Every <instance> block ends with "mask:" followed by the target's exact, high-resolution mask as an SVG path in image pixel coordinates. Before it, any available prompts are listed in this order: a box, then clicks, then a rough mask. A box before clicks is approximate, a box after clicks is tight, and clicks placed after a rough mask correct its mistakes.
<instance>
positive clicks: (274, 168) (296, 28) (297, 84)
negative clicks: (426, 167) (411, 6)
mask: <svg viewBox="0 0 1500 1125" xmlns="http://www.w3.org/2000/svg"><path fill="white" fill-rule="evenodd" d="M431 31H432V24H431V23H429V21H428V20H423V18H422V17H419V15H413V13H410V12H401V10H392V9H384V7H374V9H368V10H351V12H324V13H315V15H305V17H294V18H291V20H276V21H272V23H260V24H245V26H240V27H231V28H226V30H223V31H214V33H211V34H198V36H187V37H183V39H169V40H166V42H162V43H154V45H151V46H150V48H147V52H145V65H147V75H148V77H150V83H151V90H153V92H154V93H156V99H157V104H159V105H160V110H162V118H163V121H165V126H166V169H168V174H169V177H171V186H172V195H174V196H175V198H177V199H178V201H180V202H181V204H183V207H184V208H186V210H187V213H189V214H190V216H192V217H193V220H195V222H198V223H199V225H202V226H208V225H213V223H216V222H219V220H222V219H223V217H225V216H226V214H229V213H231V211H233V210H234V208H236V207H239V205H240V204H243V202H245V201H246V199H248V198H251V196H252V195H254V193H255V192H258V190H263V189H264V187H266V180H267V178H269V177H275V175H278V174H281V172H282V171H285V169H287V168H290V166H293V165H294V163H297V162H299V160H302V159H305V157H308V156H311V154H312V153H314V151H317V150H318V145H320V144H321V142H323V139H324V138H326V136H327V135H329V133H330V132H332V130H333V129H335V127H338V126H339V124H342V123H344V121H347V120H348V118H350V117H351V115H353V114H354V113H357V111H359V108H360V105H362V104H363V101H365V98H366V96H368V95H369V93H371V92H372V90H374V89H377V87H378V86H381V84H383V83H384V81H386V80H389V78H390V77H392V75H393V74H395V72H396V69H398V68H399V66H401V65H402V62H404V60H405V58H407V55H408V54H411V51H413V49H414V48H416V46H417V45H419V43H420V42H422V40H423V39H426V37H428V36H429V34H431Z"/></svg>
________________
◆ WORK ORDER
Starting at the line that contains "positive clicks: (274, 168)", print every line through the end of the listing, word for word. Leave out all the rest.

◆ SOLUTION TO THIS PROBLEM
positive clicks: (274, 168) (296, 28) (297, 84)
negative clicks: (426, 167) (411, 6)
mask: <svg viewBox="0 0 1500 1125" xmlns="http://www.w3.org/2000/svg"><path fill="white" fill-rule="evenodd" d="M431 31H432V24H431V23H429V21H428V20H423V18H422V17H419V15H413V13H410V12H401V10H392V9H384V7H374V9H368V10H351V12H324V13H315V15H305V17H294V18H291V20H276V21H272V23H260V24H245V26H240V27H231V28H226V30H223V31H214V33H211V34H198V36H187V37H183V39H169V40H166V42H162V43H154V45H151V46H150V48H147V52H145V65H147V75H148V77H150V83H151V90H153V92H154V93H156V99H157V104H159V105H160V110H162V118H163V121H165V126H166V169H168V174H169V177H171V186H172V195H174V196H175V198H177V199H178V201H180V202H181V204H183V207H184V208H186V210H187V213H189V214H190V216H192V217H193V220H195V222H198V223H199V225H202V226H208V225H213V223H216V222H219V220H222V219H223V217H225V216H226V214H229V213H231V211H233V210H234V208H236V207H239V205H240V204H243V202H245V201H246V199H248V198H251V196H252V195H254V193H255V192H258V190H263V189H264V187H266V180H267V178H269V177H275V175H278V174H281V172H282V171H285V169H287V168H290V166H293V165H294V163H297V162H299V160H302V159H305V157H308V156H311V154H312V153H314V151H317V150H318V145H320V144H321V142H323V139H324V138H326V136H327V135H329V133H330V132H332V130H333V129H335V127H338V126H339V124H342V123H344V121H347V120H348V118H350V117H351V115H353V114H354V113H357V111H359V108H360V105H362V104H363V101H365V98H366V96H368V95H369V93H371V92H372V90H374V89H377V87H378V86H381V84H383V83H384V81H386V80H389V78H390V77H392V75H393V74H395V72H396V69H398V68H399V66H401V65H402V62H404V60H405V58H407V55H408V54H411V51H413V49H414V48H416V46H417V45H419V43H420V42H422V40H423V39H426V37H428V36H429V34H431Z"/></svg>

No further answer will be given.